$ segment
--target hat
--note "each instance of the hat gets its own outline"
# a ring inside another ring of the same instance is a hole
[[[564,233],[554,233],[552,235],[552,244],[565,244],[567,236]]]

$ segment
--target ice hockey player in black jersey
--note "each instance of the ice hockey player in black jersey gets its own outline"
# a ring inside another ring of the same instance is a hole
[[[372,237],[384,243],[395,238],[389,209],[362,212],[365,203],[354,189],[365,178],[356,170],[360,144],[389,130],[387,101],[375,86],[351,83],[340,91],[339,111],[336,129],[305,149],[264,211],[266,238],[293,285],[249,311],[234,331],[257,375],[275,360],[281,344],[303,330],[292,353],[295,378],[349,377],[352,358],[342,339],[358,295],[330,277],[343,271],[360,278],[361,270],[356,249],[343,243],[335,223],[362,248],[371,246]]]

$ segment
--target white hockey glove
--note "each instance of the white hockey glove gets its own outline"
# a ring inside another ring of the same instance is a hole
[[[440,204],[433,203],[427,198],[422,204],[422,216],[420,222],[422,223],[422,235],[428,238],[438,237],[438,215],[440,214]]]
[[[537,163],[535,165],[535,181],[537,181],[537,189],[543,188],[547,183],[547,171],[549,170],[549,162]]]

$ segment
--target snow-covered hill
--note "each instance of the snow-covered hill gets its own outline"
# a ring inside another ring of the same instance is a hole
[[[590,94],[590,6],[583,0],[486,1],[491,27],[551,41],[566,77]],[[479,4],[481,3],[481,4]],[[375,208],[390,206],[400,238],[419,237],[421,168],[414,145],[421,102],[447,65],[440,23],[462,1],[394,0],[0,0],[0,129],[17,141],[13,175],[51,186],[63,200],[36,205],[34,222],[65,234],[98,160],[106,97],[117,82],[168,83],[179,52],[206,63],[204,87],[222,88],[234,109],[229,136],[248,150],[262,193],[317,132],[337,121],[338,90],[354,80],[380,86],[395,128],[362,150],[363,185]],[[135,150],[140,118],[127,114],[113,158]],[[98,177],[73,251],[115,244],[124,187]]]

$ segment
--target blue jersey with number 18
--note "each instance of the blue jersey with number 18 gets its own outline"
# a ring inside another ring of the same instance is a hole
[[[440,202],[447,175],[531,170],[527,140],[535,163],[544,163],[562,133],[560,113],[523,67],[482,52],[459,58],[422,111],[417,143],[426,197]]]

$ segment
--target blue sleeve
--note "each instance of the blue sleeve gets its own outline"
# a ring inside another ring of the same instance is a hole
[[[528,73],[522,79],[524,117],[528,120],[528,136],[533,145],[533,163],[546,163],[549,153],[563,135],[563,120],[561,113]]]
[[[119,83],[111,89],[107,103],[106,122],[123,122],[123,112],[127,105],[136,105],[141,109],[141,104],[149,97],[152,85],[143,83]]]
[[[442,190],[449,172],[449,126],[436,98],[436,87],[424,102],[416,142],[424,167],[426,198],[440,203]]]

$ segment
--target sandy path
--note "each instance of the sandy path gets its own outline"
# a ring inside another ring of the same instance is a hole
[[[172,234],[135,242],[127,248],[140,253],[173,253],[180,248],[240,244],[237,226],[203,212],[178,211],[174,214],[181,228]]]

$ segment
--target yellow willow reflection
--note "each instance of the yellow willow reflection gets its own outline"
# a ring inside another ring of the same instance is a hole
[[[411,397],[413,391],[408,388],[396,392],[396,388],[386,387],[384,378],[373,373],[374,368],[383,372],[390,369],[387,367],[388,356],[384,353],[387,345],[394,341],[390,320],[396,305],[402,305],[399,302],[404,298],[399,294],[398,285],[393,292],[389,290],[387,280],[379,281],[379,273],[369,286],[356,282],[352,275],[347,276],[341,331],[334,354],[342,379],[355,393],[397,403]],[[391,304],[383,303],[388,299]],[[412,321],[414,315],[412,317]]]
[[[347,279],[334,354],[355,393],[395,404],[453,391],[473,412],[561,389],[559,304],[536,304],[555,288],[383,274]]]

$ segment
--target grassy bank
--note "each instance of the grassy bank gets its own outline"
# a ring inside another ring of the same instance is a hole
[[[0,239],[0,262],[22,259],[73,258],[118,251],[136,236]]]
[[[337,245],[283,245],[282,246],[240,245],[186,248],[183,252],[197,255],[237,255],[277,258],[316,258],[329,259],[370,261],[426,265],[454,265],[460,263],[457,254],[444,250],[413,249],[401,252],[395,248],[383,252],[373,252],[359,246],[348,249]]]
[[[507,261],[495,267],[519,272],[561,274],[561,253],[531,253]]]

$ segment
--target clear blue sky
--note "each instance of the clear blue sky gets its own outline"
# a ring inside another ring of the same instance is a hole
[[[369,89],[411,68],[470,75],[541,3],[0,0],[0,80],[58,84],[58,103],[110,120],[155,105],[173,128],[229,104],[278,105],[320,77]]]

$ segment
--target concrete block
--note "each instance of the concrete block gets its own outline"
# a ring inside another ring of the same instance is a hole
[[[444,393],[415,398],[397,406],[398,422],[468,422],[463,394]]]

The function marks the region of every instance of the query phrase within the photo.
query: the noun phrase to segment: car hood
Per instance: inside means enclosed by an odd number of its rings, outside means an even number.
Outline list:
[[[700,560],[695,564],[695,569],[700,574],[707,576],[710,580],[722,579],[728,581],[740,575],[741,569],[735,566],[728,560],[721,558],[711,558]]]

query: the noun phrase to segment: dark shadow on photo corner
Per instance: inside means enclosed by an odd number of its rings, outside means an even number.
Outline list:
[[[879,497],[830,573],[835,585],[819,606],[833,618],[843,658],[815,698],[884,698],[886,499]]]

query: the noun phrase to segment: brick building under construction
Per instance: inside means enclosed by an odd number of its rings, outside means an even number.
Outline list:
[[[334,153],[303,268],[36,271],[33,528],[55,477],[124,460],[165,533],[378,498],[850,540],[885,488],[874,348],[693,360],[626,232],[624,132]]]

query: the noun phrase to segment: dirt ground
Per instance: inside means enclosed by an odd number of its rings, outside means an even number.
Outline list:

=-=-=

Written problem
Rewrite every line of the records above as a Markdown table with the columns Row and Line, numbering the rows and leaving out blank lines.

Full answer
| Row | Line |
|---|---|
| 1 | $ segment |
| 2 | --target hat |
| 3 | --note "each instance of the hat gets its own outline" |
| 4 | # a ring inside another ring of the same instance is a hole |
| 5 | [[[564,233],[554,233],[552,235],[552,244],[565,244],[567,236]]] |
| 6 | $ segment |
| 7 | --target ice hockey player in black jersey |
| 8 | --note "each instance of the ice hockey player in black jersey gets its own outline" |
| 9 | # a ring inside another ring of the same instance is a hole |
| 10 | [[[372,237],[384,243],[395,238],[389,209],[362,212],[365,203],[354,189],[365,178],[356,170],[360,144],[389,130],[387,101],[375,86],[351,83],[340,91],[339,111],[336,129],[305,149],[264,211],[266,238],[293,285],[249,311],[234,331],[257,375],[275,360],[281,344],[303,330],[292,353],[295,378],[349,377],[352,358],[342,339],[358,295],[330,277],[343,271],[360,278],[361,270],[356,249],[343,243],[335,223],[362,248],[371,246]]] |
| 11 | $ segment |
| 12 | --target white hockey glove |
| 13 | --note "each instance of the white hockey glove gets its own outline" |
| 14 | # a ring inside another ring of the same instance is a hole |
| 15 | [[[440,204],[433,203],[427,198],[422,204],[422,216],[420,222],[422,223],[422,235],[428,238],[438,237],[438,215],[440,214]]] |
| 16 | [[[537,163],[535,165],[535,181],[537,181],[537,189],[543,188],[547,183],[547,171],[549,170],[549,162]]] |
| 17 | $ segment |
| 18 | --target snow-covered hill |
| 19 | --note "each instance of the snow-covered hill gets its own outline" |
| 20 | # a ring inside another ring of the same instance is a hole |
| 21 | [[[590,94],[590,6],[583,0],[486,1],[491,27],[551,41],[566,77]],[[479,4],[481,3],[481,4]],[[375,208],[390,206],[400,238],[419,237],[421,168],[414,145],[421,102],[447,65],[440,23],[462,1],[394,0],[0,0],[0,129],[17,141],[13,175],[51,186],[63,200],[36,205],[34,222],[65,234],[98,160],[106,97],[117,82],[168,83],[179,52],[206,63],[204,87],[222,88],[234,109],[229,136],[248,150],[262,193],[317,132],[337,121],[338,90],[354,80],[380,86],[395,128],[362,150],[363,185]],[[135,150],[140,118],[127,114],[113,158]],[[98,177],[73,251],[115,244],[124,187]]] |
| 22 | $ segment |
| 23 | --target blue jersey with number 18 |
| 24 | --note "each instance of the blue jersey with number 18 gets its own outline" |
| 25 | # a ring inside another ring of the same instance is a hole |
| 26 | [[[440,202],[447,175],[531,170],[527,140],[535,163],[544,163],[562,133],[560,113],[523,67],[482,52],[459,58],[422,111],[417,143],[426,197]]] |
| 27 | $ segment |
| 28 | --target blue sleeve |
| 29 | --note "each instance of the blue sleeve gets its own outline" |
| 30 | # a ring inside another ring of the same instance is a hole |
| 31 | [[[528,73],[522,79],[524,117],[528,120],[528,136],[533,145],[533,163],[546,163],[549,153],[563,135],[563,120],[561,113]]] |
| 32 | [[[119,83],[111,89],[107,103],[106,122],[123,122],[123,112],[127,105],[136,105],[141,109],[141,104],[149,97],[152,85],[143,83]]] |
| 33 | [[[442,190],[449,172],[449,126],[436,98],[436,87],[424,102],[416,142],[424,167],[426,198],[440,203]]] |
| 34 | $ segment |
| 35 | --target sandy path |
| 36 | --note "each instance of the sandy path gets its own outline" |
| 37 | # a ring inside another ring of the same instance is a hole |
| 38 | [[[172,234],[135,242],[127,248],[140,253],[173,253],[180,248],[240,244],[237,226],[203,212],[178,211],[174,214],[181,228]]] |
| 39 | $ segment |
| 40 | --target yellow willow reflection |
| 41 | --note "each instance of the yellow willow reflection gets its own outline" |
| 42 | # a ring inside another ring of the same instance is a hole |
| 43 | [[[411,397],[413,391],[408,388],[396,392],[396,388],[386,387],[384,378],[373,373],[374,368],[383,372],[390,369],[387,367],[388,356],[384,353],[387,345],[394,341],[390,320],[396,305],[402,305],[399,302],[404,298],[399,294],[398,285],[393,292],[389,290],[387,280],[379,281],[379,273],[369,286],[356,282],[352,275],[347,276],[341,331],[334,354],[342,379],[355,393],[397,403]],[[391,304],[383,303],[388,299]],[[412,321],[414,315],[412,317]]] |
| 44 | [[[347,279],[334,354],[355,393],[395,404],[453,391],[473,412],[561,389],[559,304],[536,304],[555,288],[383,274]]] |
| 45 | $ segment |
| 46 | --target grassy bank |
| 47 | --note "each instance of the grassy bank gets its own outline" |
| 48 | # a ring inside another ring of the same instance is a hole |
| 49 | [[[0,239],[0,262],[22,259],[73,258],[118,251],[136,236]]] |
| 50 | [[[337,245],[283,245],[282,246],[240,245],[186,248],[183,252],[197,255],[237,255],[277,258],[316,258],[329,259],[370,261],[426,265],[454,265],[460,263],[457,254],[444,250],[413,249],[401,252],[395,248],[383,252],[373,252],[359,246],[348,249]]] |
| 51 | [[[507,261],[495,267],[519,272],[561,274],[561,253],[531,253]]] |
| 52 | $ segment |
| 53 | --target clear blue sky |
| 54 | --note "each instance of the clear blue sky gets its own outline" |
| 55 | # a ring inside another ring of the same instance is a hole |
| 56 | [[[369,89],[411,68],[470,75],[541,3],[0,0],[0,80],[58,84],[58,103],[110,120],[155,105],[173,128],[229,104],[278,105],[320,77]]] |
| 57 | $ segment |
| 58 | --target concrete block |
| 59 | --note "each instance of the concrete block gets its own outline" |
| 60 | # a ring inside another ring of the same instance is a hole |
| 61 | [[[444,393],[415,398],[397,406],[398,422],[468,422],[463,394]]] |
| 62 | The function marks the region of every instance of the query phrase within the photo. |
| 63 | query: the noun phrase to segment: car hood |
| 64 | Per instance: inside means enclosed by an odd number of its rings, outside means an even number. |
| 65 | Outline list: |
| 66 | [[[700,560],[695,564],[695,569],[700,574],[707,576],[710,580],[722,579],[728,581],[740,575],[741,569],[735,566],[728,560],[721,558],[711,558]]] |
| 67 | query: the noun phrase to segment: dark shadow on photo corner |
| 68 | Per instance: inside means enclosed by an odd number of its rings, outside means an even number. |
| 69 | Outline list: |
| 70 | [[[879,497],[830,573],[835,585],[819,606],[833,618],[843,658],[815,698],[884,698],[886,499]]] |
| 71 | query: the noun phrase to segment: brick building under construction |
| 72 | Per instance: inside means enclosed by an odd number of its rings, outside means an even number. |
| 73 | Outline list: |
| 74 | [[[334,153],[303,268],[36,271],[33,528],[55,477],[124,460],[165,533],[378,498],[850,540],[885,488],[874,348],[693,360],[626,232],[624,132]]] |
| 75 | query: the noun phrase to segment: dirt ground |
| 76 | Per instance: inside means enclosed by an odd number of its rings, outside means an even number. |
| 77 | Outline list: |